Instructions for the task>
Copy out every line of the listing below that contains the string "hand", treating uppercase and lowercase as different.
#### The data
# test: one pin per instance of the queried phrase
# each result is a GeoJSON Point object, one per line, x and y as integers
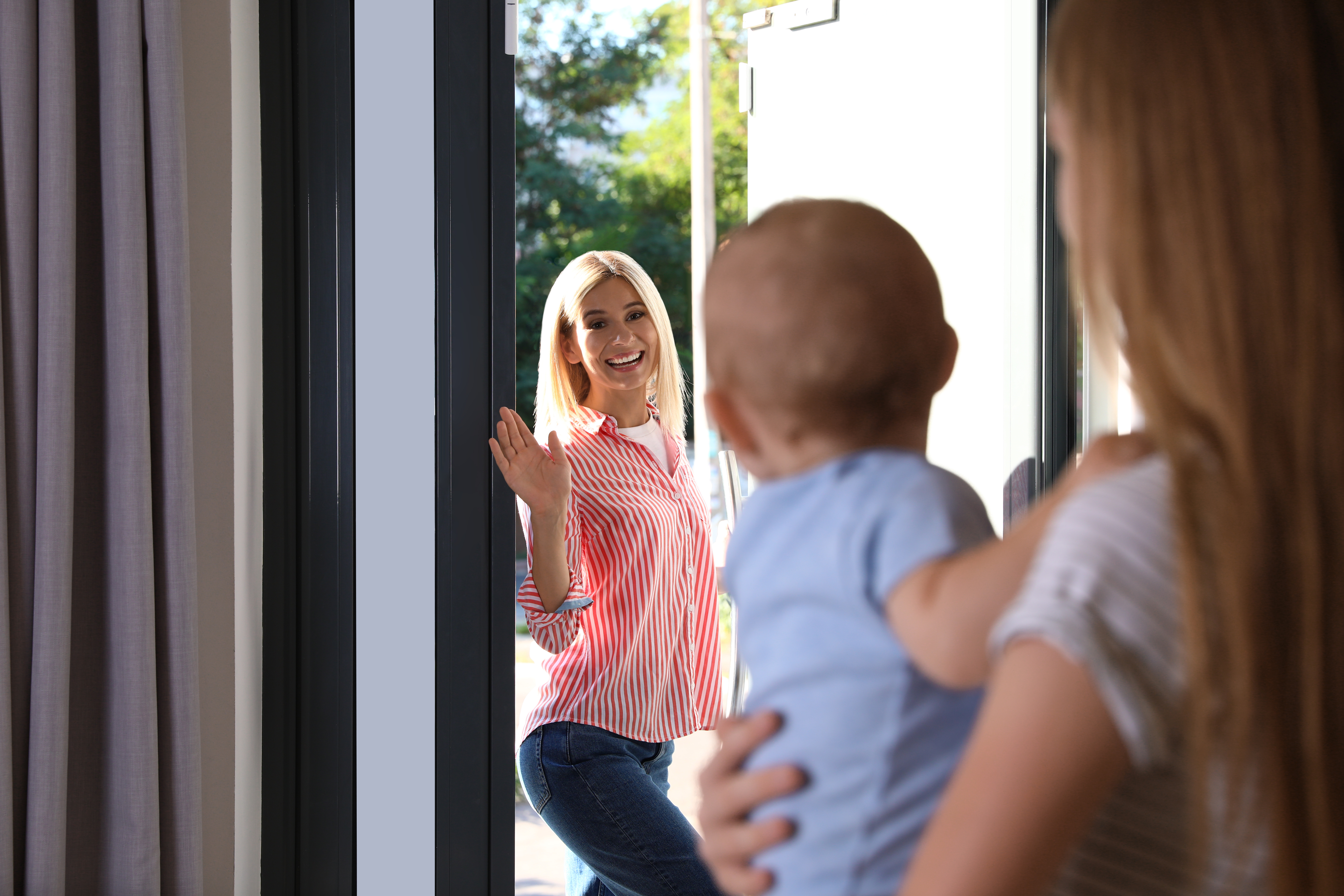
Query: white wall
{"type": "Point", "coordinates": [248, 441]}
{"type": "Point", "coordinates": [927, 111]}
{"type": "Point", "coordinates": [394, 447]}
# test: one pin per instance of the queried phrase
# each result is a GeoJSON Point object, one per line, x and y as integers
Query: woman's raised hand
{"type": "Point", "coordinates": [542, 480]}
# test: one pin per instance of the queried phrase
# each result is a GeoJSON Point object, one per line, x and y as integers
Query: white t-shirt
{"type": "Point", "coordinates": [651, 437]}
{"type": "Point", "coordinates": [1103, 592]}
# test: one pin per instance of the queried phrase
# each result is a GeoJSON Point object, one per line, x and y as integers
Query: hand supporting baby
{"type": "Point", "coordinates": [943, 614]}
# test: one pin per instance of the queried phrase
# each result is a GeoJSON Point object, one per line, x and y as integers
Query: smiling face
{"type": "Point", "coordinates": [615, 339]}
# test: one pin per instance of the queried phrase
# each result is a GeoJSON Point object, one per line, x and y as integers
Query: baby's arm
{"type": "Point", "coordinates": [944, 610]}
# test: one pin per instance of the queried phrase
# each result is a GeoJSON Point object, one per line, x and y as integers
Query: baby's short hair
{"type": "Point", "coordinates": [830, 314]}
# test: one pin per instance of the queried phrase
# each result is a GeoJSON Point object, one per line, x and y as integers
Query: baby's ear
{"type": "Point", "coordinates": [725, 414]}
{"type": "Point", "coordinates": [949, 359]}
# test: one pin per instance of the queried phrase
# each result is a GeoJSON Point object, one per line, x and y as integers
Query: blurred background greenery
{"type": "Point", "coordinates": [604, 151]}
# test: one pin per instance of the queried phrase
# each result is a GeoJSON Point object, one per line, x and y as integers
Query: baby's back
{"type": "Point", "coordinates": [811, 563]}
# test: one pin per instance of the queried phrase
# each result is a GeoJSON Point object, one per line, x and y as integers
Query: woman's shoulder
{"type": "Point", "coordinates": [1103, 590]}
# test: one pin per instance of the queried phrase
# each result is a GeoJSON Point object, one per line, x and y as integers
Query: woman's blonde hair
{"type": "Point", "coordinates": [562, 387]}
{"type": "Point", "coordinates": [1212, 146]}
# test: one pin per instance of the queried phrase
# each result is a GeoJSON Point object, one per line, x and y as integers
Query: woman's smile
{"type": "Point", "coordinates": [627, 363]}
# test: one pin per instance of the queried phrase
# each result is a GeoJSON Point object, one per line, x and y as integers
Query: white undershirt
{"type": "Point", "coordinates": [651, 437]}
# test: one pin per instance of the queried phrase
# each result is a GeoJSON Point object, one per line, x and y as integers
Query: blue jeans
{"type": "Point", "coordinates": [605, 797]}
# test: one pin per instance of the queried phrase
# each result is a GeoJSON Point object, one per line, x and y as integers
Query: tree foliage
{"type": "Point", "coordinates": [584, 185]}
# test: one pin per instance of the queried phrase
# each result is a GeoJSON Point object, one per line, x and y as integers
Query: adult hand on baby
{"type": "Point", "coordinates": [729, 794]}
{"type": "Point", "coordinates": [542, 480]}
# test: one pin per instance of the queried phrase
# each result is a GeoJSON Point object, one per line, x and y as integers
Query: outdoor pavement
{"type": "Point", "coordinates": [538, 856]}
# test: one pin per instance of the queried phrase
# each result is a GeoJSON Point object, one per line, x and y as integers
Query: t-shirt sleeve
{"type": "Point", "coordinates": [1101, 590]}
{"type": "Point", "coordinates": [936, 515]}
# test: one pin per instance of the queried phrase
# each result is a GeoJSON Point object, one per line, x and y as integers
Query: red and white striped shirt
{"type": "Point", "coordinates": [636, 641]}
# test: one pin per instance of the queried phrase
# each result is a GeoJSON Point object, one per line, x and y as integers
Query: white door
{"type": "Point", "coordinates": [927, 109]}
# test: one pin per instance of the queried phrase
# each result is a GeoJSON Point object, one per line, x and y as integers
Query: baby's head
{"type": "Point", "coordinates": [825, 334]}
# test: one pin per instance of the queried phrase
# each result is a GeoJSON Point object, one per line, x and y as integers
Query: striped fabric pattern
{"type": "Point", "coordinates": [636, 643]}
{"type": "Point", "coordinates": [1103, 592]}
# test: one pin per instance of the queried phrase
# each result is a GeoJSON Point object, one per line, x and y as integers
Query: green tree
{"type": "Point", "coordinates": [585, 186]}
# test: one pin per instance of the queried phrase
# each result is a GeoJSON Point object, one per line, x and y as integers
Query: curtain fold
{"type": "Point", "coordinates": [100, 754]}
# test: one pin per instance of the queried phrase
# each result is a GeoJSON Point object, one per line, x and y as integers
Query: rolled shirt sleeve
{"type": "Point", "coordinates": [553, 632]}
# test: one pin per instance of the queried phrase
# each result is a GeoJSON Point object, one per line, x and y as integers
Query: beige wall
{"type": "Point", "coordinates": [209, 80]}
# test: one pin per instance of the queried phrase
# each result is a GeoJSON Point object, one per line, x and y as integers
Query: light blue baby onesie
{"type": "Point", "coordinates": [810, 565]}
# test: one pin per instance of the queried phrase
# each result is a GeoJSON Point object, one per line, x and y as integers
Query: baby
{"type": "Point", "coordinates": [826, 345]}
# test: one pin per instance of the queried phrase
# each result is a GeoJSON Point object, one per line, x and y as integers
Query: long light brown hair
{"type": "Point", "coordinates": [1212, 146]}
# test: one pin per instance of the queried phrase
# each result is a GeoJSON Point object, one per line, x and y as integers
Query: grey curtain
{"type": "Point", "coordinates": [100, 754]}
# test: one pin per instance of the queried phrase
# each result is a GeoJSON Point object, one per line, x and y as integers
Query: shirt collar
{"type": "Point", "coordinates": [592, 421]}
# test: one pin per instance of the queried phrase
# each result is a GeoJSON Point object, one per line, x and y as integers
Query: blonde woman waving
{"type": "Point", "coordinates": [620, 585]}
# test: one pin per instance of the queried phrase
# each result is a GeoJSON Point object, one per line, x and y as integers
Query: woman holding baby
{"type": "Point", "coordinates": [1166, 707]}
{"type": "Point", "coordinates": [620, 586]}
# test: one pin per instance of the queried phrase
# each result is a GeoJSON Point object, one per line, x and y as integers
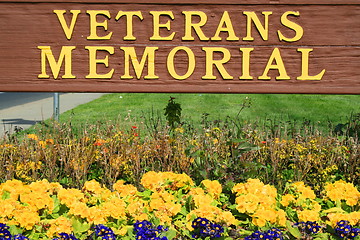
########
Response>
Query: woman's raised hand
Query: hand supporting baby
Query: adult hand on baby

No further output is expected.